_Text provided_.
========

Any time I would talk about a dream I had she would laugh at me, saying that this is religious new age mumbo jumbo.
It always seemed as if she would rather stay in her depressed and unhappy state of mind, and to escape with the aid of drugs (mostly amphetamines, which is sort of a TOE-killer drug).
Me trying to constantly help her became more of a destructive act, both for her and for me. In her reality, I made her feel dumb, unloving, selfish and a drug-addict. In my reality I got sucked out of my mental powers. In the beginning, just with the aid of love and nothing else, I tried to heal (not even knowing I had these kind of powers) her. The result of this was that I became one of her escape-routes. Whenever she felt depressed or experienced negative emotions she came to me to reload, just to jump back in to the world of drugs and destructiveness. This poisoned me and I lost the love I had felt for some time, and I had to end the relationship with a lot of tears involved.

========

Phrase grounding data
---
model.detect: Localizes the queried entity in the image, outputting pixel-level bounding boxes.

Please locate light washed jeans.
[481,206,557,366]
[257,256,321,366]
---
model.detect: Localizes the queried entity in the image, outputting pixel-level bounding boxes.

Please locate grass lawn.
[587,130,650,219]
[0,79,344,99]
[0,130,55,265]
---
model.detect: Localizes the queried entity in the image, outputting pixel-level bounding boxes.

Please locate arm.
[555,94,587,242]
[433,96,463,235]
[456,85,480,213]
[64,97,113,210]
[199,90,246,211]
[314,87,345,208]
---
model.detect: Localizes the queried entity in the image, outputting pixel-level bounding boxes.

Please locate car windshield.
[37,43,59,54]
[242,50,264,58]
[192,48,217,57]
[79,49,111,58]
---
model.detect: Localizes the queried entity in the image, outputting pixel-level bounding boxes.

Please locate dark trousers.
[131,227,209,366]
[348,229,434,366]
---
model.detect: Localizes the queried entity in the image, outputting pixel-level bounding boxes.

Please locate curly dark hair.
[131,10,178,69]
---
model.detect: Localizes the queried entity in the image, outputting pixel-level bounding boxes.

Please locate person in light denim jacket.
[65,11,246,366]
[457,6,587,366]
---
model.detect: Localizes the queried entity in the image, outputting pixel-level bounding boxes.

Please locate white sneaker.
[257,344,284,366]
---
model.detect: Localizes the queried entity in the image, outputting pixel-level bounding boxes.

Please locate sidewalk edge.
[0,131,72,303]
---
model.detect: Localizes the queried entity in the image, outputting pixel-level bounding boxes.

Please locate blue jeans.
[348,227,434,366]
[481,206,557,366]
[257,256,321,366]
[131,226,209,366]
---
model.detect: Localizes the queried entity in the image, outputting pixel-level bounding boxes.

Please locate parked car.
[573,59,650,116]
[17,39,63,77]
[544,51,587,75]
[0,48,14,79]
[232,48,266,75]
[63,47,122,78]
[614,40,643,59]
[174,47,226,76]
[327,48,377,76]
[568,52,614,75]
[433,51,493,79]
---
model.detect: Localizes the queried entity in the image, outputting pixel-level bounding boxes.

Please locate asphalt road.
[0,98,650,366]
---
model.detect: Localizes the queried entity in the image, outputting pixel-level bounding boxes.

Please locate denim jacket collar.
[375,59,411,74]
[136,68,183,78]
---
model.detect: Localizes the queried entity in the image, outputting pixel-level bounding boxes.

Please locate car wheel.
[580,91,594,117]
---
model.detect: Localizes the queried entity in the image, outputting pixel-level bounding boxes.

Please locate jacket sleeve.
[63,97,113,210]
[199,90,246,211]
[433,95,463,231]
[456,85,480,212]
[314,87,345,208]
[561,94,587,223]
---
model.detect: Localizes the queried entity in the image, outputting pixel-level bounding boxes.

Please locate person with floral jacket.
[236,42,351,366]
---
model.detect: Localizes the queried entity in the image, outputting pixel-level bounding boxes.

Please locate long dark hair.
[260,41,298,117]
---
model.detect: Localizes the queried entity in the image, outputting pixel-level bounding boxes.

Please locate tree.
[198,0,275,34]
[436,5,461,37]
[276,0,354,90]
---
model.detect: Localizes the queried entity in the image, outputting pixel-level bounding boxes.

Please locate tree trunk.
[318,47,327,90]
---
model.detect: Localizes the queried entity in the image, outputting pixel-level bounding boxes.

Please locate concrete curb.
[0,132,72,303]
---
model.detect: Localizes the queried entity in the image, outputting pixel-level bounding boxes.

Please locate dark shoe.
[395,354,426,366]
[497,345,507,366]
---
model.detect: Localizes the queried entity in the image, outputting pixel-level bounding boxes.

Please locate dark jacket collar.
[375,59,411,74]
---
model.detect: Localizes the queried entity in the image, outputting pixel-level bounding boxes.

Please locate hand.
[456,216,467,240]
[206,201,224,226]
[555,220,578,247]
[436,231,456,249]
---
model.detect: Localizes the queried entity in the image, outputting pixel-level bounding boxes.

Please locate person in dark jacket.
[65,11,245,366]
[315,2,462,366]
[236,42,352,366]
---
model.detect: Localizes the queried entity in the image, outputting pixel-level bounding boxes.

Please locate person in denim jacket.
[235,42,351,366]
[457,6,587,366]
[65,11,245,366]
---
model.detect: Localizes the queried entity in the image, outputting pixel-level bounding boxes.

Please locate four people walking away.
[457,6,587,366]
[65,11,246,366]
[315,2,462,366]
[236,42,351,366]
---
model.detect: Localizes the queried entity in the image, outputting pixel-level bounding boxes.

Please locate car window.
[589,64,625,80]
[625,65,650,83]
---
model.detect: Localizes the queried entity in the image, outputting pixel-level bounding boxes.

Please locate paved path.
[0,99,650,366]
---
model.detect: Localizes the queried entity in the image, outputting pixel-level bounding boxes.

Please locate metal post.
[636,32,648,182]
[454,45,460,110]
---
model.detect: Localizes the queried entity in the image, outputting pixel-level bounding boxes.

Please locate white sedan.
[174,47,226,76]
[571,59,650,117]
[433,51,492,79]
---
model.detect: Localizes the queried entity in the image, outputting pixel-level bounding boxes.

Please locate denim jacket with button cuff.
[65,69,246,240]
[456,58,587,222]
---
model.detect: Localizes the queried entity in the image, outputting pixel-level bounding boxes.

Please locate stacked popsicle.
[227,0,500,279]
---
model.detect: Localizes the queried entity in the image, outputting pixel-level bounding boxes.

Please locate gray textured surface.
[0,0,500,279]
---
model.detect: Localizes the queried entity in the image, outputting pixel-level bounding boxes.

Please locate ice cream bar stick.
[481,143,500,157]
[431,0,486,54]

========

_Problem A_. In the account of the relationship, which drug did she mostly use to escape?
_Problem B_. The account of the relationship says that in her reality the narrator made her feel certain things. List all of them.
_Problem C_. Write a continuation of the account of the relationship, starting after its final sentence.

_Response box A_. Amphetamines.

_Response box B_. Dumb, unloving, selfish, and a drug-addict.

_Response box C_.
The end results was that my QoC didn't get any higher for a long time, and I really don't think I helped her much. She may have experienced true love but always seemed to not want to experience it, maybe because of fears of getting hurt. And I did hurt her, when I left.
My understanding of this is that you can not help people, even if you deeply love them, when they are at that kind of stage in their evolution. Sadly, this may be true for your medical and military friend also.